**Required work:** Can you print everything in the deposit dispute excerpt from "17.   Mr. Aujla" down to "provide stair nosings.", word for word?

**Text excerpt:**
---------------

11.   The contract says that a 50% deposit of $9,000 was due on November 6, 2017, and that the remaining $9,000 would be due at completion.

12.   The documents in evidence show that Mr. Jackson emailed Mr. Aujla a copy of the contract on November 6, 2017, and said he was able to start work the following morning.

13.   Mr. Aujla replied 2 days later, on November 8, 2017. Mr. Aujla said he had run into a problem about how to finish the round part of the stairs (stair nosing), as his finishing carpenter was not willing to do it because curved parts were not readily available. Mr. Aujla wrote that he was talking to someone who might be able to do it, and he would know the next day if would work out. Mr. Aujla asked Mr. Jackson to hold off on the job “for the time being”, and also asked if he knew anyone who could provide stair shoes and nosing.

14.   In a November 15, 2017 email, Mr. Aujla said the “wood place in Abbotsford” was not able to finish the work within his timeline, so he had decided to use a wood and metal railing instead. He thanked Mr. Jackson, and asked him to return the deposit.

15.   Subsequent emails and text messages indicate that Mr. Jackson said he would send Mr. Aujla a cheque for the deposit refund. In a December 8, 2017 text message, Mr. Jackson said he was not required by law to return the deposit, but was doing so because he was trying to be fair. Mr. Jackson eventually refunded $4,500 of the $9,000 deposit.

16.   The issue in this dispute is whether the $9,000 deposit was refundable. The written contract does not say the deposit is non-refundable, but simply describes it as a “50% deposit”. There is no indication that the parties discussed whether the deposit was refundable until after Mr. Aujla cancelled the contract on November 15, 2017. Thus, I find there was no meeting of the minds on this issue.

17.   Mr. Aujla says it is unfair for Mr. Jackson to retain the deposit because he performed no work. He also says that normally when a person is hired to install a stair railing, they supply all the necessary parts and trim, including nosings. I do not accept this argument, as Mr. Aujla has provided no evidence to support this assertion about normal industry practices. The scope of work set out in the November 6, 2017 document is very specific, and does not mention nosings or any part of the stairs except for the railings. Also, in his submission to the tribunal, Mr. Aujla said that Mr. Jackson visited the jobsite on November 7, 2017 to pick up the deposit, Mr. Jackson said he would not provide stair nosings.

---------------

**Given entries:**
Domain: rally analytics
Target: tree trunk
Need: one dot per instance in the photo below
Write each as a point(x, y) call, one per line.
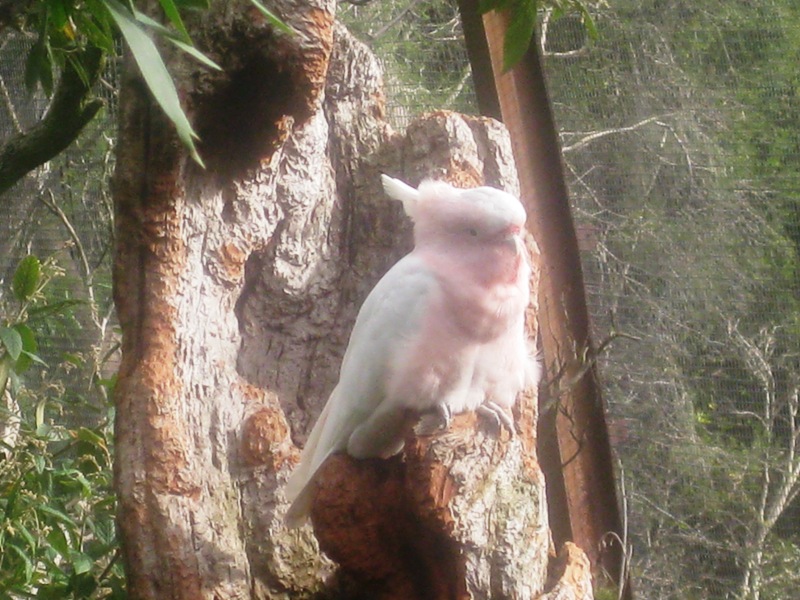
point(236, 288)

---------------

**Task output:**
17.   Mr. Aujla says it is unfair for Mr. Jackson to retain the deposit because he performed no work. He also says that normally when a person is hired to install a stair railing, they supply all the necessary parts and trim, including nosings. I do not accept this argument, as Mr. Aujla has provided no evidence to support this assertion about normal industry practices. The scope of work set out in the November 6, 2017 document is very specific, and does not mention nosings or any part of the stairs except for the railings. Also, in his submission to the tribunal, Mr. Aujla said that Mr. Jackson visited the jobsite on November 7, 2017 to pick up the deposit, Mr. Jackson said he would not provide stair nosings.